# What the task asks
Below are the records; give again exactly the line with "If you could locate the rectangular", the line with "If you could locate the plaid", and each line that lies between them, and nothing besides.

# Data records
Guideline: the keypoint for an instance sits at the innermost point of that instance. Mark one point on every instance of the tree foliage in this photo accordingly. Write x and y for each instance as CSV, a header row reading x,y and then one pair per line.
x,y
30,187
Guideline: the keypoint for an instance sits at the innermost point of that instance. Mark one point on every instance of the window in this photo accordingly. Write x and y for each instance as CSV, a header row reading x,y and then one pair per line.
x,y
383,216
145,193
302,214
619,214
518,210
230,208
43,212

--

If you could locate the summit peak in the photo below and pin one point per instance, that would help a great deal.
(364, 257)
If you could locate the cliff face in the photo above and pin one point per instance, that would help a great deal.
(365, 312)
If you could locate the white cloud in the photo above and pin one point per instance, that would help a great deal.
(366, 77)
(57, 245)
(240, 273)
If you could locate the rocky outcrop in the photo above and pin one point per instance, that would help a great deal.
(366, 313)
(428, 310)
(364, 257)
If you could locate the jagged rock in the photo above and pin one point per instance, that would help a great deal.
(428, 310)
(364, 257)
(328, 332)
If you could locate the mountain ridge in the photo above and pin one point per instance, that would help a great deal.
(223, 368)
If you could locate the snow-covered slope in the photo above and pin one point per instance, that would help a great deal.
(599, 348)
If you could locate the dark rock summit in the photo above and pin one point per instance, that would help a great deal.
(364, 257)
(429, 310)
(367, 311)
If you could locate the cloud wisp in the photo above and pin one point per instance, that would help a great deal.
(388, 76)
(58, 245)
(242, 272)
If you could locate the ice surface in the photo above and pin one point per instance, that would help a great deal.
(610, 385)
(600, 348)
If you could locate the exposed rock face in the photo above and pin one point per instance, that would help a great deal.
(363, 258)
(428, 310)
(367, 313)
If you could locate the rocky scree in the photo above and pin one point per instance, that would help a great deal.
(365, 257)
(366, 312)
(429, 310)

...

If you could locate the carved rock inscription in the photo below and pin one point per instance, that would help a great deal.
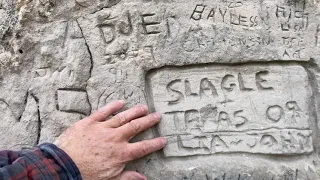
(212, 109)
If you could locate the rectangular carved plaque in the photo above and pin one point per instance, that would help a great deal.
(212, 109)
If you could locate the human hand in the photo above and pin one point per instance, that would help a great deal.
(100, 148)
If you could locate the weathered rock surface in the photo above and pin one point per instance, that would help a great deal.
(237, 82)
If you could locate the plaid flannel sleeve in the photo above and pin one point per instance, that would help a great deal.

# Your response
If you could locate the rectangular carved plaque in the photo above and pin one point per instance, that would help a great deal.
(212, 109)
If you could locate the human hand in the photo above and pin one point per instance, that would help a great deal.
(100, 148)
If you could locate the weathered rock surface in the photo above and pin one point per instance, that would help a great deal.
(237, 82)
If you could locate the plaid flannel sleeve in the photo above and pin one point per instance, that would help a great deal.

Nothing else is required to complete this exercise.